- _What you will do_:
Reproduce the part of the listing starting at the line containing "of the setting" and ending at the end of the listing, with "haze" changed to "mist" and nothing else altered.

== Dataset ==

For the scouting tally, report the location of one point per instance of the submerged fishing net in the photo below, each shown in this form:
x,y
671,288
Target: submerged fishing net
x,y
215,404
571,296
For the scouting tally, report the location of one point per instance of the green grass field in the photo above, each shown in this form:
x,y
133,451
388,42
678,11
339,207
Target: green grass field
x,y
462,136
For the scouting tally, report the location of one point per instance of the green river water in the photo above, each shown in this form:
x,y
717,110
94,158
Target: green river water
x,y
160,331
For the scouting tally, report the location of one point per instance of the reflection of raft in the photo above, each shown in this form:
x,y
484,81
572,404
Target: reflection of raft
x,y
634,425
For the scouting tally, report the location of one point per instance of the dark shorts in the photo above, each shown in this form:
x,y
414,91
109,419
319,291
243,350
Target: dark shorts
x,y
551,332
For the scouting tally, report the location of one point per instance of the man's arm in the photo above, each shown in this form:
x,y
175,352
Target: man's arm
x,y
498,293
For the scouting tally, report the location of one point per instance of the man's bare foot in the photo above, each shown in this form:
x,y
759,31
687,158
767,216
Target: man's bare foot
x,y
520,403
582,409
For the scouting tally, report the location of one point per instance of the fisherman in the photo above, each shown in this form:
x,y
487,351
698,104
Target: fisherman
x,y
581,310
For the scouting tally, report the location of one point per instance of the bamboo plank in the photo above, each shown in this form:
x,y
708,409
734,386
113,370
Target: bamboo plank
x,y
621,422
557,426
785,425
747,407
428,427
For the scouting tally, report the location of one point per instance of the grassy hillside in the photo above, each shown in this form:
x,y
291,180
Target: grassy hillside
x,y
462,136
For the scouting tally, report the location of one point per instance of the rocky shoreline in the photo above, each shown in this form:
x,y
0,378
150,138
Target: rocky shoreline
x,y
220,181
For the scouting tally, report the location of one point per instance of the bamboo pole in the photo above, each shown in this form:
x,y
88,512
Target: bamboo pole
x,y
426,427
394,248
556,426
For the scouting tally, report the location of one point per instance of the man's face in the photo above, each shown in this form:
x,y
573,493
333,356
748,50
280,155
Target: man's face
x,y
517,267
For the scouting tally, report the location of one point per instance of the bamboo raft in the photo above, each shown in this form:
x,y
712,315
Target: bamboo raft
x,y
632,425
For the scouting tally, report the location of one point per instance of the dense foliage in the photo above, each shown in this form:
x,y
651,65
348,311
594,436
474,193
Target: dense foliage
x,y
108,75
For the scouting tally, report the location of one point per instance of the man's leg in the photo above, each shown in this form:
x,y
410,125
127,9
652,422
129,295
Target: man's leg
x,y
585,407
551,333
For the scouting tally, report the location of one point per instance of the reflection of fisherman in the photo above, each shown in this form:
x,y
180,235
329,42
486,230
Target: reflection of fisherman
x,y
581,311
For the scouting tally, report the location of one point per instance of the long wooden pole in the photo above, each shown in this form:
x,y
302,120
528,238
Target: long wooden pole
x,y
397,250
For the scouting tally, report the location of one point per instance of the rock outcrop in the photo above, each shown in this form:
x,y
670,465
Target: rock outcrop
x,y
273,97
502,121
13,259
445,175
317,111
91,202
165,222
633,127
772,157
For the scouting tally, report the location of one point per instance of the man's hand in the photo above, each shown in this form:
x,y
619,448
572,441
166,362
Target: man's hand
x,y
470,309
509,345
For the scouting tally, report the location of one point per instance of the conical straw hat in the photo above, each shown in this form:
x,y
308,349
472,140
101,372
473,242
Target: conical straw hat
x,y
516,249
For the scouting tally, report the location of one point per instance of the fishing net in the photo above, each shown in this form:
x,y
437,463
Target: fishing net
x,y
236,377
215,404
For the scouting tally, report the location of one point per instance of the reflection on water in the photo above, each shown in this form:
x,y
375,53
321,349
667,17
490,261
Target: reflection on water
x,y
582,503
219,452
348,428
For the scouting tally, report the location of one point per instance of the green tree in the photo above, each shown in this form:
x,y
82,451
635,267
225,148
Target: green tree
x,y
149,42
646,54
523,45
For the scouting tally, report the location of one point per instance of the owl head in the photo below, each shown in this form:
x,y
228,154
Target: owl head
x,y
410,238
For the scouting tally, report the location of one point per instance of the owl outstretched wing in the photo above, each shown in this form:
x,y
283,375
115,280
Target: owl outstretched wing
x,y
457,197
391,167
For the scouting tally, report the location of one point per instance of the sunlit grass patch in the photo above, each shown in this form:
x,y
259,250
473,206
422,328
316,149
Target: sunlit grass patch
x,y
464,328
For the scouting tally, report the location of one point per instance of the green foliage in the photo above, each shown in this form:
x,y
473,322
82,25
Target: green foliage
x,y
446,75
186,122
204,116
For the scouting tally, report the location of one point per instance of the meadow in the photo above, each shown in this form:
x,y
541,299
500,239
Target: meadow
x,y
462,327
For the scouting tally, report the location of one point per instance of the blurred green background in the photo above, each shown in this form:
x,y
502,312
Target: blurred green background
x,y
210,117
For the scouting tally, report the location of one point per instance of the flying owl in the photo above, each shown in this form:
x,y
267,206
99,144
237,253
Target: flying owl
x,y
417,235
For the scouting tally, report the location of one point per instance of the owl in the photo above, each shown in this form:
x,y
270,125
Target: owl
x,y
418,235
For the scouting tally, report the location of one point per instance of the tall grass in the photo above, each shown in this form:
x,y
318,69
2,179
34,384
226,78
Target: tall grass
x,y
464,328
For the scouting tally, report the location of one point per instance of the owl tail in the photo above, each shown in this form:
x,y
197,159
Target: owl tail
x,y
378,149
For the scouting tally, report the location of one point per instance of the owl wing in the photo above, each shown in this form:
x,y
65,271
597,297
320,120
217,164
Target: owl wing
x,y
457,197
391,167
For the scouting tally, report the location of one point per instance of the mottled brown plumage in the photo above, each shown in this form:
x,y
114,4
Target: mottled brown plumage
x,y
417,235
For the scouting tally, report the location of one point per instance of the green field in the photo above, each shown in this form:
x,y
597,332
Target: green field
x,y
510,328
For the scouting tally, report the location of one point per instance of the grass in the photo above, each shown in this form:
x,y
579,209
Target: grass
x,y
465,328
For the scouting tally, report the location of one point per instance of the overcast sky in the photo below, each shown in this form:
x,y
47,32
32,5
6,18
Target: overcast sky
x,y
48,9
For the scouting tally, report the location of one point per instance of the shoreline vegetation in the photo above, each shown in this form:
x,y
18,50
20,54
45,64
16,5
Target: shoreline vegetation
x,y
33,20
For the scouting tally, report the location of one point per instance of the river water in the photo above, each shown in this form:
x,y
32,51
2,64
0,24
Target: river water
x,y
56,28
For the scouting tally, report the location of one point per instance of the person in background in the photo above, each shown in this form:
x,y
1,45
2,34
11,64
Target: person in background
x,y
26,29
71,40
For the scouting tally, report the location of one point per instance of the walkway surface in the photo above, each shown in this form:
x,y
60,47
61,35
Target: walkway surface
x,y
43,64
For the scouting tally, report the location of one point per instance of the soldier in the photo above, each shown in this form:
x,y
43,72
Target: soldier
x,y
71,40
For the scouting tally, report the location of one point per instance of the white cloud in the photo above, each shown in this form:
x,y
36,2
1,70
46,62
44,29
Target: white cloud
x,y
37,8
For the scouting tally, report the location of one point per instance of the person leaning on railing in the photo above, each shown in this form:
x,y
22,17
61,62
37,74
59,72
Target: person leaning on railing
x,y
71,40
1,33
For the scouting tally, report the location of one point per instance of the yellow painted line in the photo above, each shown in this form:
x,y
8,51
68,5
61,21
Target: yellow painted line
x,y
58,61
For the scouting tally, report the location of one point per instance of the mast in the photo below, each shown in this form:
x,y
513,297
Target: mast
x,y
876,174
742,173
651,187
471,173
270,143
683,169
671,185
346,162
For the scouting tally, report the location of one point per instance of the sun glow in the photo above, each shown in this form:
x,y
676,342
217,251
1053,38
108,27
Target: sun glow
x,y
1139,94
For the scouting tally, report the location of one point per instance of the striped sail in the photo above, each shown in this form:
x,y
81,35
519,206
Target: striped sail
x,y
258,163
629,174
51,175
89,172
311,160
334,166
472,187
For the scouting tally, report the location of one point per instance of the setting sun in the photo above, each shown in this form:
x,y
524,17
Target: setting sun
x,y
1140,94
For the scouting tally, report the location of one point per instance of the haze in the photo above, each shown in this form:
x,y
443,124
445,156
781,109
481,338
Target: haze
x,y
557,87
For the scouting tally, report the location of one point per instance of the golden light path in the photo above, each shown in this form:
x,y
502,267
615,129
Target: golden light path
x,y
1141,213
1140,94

===

- _Exercise output_:
For the scouting tally, report the location of one point per instance of the setting sun in the photo above, each shown in this form:
x,y
524,17
Target: setting sun
x,y
1140,94
For the scouting tally, report the location of one point per instance of the mist in the photo above, each shown in this form:
x,y
443,124
445,156
781,109
481,338
Target: mist
x,y
557,87
For the scouting tally, report the location of one point per instance of the golden light path in the photo above, each shown in this form:
x,y
502,267
615,129
Target: golden light path
x,y
1141,213
1140,94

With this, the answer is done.